■ **CONSIGNA**
Según el fragmento sobre el vocabulario político, ¿a quiénes se debe que "guerrilla" sea una palabra internacional?

■ **FRAGMENTO PROPORCIONADO**
━━━━━━━━━━━━━━━━━━━━
Dominio público

Mucho golpe de estado y pocas nueces (ojalá)

Nere Basabe

Jacob Anthony Chansley, con la cara pintada con los colores de la bandera de EEUU, uno de los seguidores de Donald Trump que protagonizó el asalto al Capitolio el 6 de enero de 2021, en Washington. REUTERS/Stephanie Keith
Jacob Anthony Chansley, con la cara pintada con los colores de la bandera de EEUU, uno de los seguidores de Donald Trump que protagonizó el asalto al Capitolio el 6 de enero de 2021, en Washington. REUTERS/Stephanie Keith

Los préstamos lingüísticos no dejan de ser transferencias culturales que, en el caso del vocabulario político, dejan una herencia cuando menos curiosa: le debemos al euskera, por ejemplo, que las políticas progresistas reciban el nombre de "izquierda" (ezkerra) y no "siniestra" (sinister), como a algunos cenizos diestros les gustaría. El inglés no suele ser muy dado a reconocer que existen otros idiomas en el mundo, pero su literatura política se negó a acuñar términos propios para cierto tipo de desórdenes ajenos a su tradición de tranquila (más o menos) monarquía parlamentaria: "guerrilla" o guerrila es una palabra tan española como internacional, no por culpa del Che Guevara sino por los patriotas que lucharon contra las tropas napoleónicas a principios del siglo diecinueve. Para referirse a un golpe de Estado, en cambio, los refinados ingleses prefirieron el francés, que hace que hasta el Coup d’État suene a anuncio de perfume para la campaña de Navidad.
━━━━━━━━━━━━━━━━━━━━
■ **EXTRACTO DE DATOS**

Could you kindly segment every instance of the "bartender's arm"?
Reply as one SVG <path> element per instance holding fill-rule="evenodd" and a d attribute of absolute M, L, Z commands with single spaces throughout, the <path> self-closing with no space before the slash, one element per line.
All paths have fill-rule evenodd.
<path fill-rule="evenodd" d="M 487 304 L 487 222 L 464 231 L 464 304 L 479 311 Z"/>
━━━━━━━━━━━━━━━━━━━━
■ **RESPUESTA**
A los patriotas que lucharon contra las tropas napoleónicas a principios del siglo diecinueve.